## OBJETIVO
Prossiga o trecho sobre a política econômica do governo Dutra a partir da última frase apresentada.

## TRECHO
______________________________

O primeiro momento do governo Dutra foi orientado pelos ideais do liberalismo,
como o clássico laissez faire, “[...] uma política que foi abalada pelo rápido esgotamento
das reservas brasileiras de divisas [...]” (Skidmore, 1975, p. 96), o que deu início à transição
para o segundo momento. Os controles cambiais de 1947 incentivaram a industrialização
do Brasil, através de políticas que aconteceram de maneira semelhante às de apoio ao
combate à crise da bolsa em 1929, isto é, não tinham como objetivo fortalecer e ampliar a
indústria, mas consequentemente provocou esse efeito. Com a indústria crescendo a
partir de tais políticas os empréstimos do Banco do Brasil e de setores privados cresceram
rapidamente, o que marcou a segunda fase do governo Dutra. Houve também a tentativa
de implantação do chamado plano SALTE (iniciais de Saúde, Alimentação, Transporte e
Energia), “[...] incorporado ao projeto de orçamento federal para 1949, mas nunca foi
inteiramente aplicado. Funcionando durante um ano, apenas, [...] entrou em dificuldade
financeira e acabou sendo abandonado em 1951 [...]” (Skidmore, 1975, p. 99), o plano previa
investimentos nesses setores a fim de coordenar os gastos públicos e foi proposto ainda
em 1947, mas acabou fracassando.

______________________________

## LINHAS ARMAZENADAS
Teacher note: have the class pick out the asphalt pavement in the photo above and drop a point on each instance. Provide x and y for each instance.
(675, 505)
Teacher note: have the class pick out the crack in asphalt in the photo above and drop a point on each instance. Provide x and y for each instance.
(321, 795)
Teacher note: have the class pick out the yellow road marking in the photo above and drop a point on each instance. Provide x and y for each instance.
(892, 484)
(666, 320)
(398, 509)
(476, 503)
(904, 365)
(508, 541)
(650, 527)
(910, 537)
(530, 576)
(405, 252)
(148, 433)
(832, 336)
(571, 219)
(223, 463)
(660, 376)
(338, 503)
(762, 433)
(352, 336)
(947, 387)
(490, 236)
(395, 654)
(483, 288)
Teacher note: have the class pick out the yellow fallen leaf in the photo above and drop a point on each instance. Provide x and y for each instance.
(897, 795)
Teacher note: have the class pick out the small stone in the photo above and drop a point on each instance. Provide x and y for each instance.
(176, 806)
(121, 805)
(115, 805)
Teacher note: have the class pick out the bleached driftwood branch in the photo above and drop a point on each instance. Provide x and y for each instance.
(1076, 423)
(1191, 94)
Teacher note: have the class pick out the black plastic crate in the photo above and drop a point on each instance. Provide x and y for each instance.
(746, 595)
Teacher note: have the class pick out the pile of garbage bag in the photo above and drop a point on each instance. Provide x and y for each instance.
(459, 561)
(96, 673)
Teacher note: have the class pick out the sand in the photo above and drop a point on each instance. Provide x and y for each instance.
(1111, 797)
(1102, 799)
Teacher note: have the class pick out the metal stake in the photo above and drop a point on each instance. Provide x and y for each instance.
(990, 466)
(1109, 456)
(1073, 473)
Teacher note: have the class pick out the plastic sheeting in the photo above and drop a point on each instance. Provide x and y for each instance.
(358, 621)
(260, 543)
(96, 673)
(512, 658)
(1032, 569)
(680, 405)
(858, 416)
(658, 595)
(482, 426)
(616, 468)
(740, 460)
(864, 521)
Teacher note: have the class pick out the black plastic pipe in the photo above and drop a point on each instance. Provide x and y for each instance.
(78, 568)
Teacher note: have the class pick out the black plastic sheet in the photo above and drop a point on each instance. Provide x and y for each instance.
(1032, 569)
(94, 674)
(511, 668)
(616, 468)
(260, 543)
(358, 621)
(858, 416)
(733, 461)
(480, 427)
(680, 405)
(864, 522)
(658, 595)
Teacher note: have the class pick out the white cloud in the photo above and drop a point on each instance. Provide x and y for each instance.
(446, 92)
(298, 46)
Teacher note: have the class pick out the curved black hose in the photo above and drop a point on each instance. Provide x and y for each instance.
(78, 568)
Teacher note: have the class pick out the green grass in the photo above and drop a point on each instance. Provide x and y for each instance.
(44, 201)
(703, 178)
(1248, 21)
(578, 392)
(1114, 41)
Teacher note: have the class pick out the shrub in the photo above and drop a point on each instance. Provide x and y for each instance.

______________________________

## RESPOSTA AO EXERCÍCIO
O partido de certa maneira, saiu vitorioso com a eleição do general Eurico Dutra,
pois uma parte das suas propostas, ainda que não as originadas pelos udenistas, foi posta
em prática pelo mandatário durante a primeira fase do seu governo, principalmente nas
condutas econômicas, o que satisfez a UDN em relação à linha político-ideológica. A forte
orientação liberal do novo presidente podia ser notada pela influência empresarial em
setores estratégicos do seu governo, mas uma orientação incompleta, como exposto.
Aliás, características incompletas, ambíguas e duais são uma marca quando o assunto é
liberalismo no Brasil (Mendonça, 2002).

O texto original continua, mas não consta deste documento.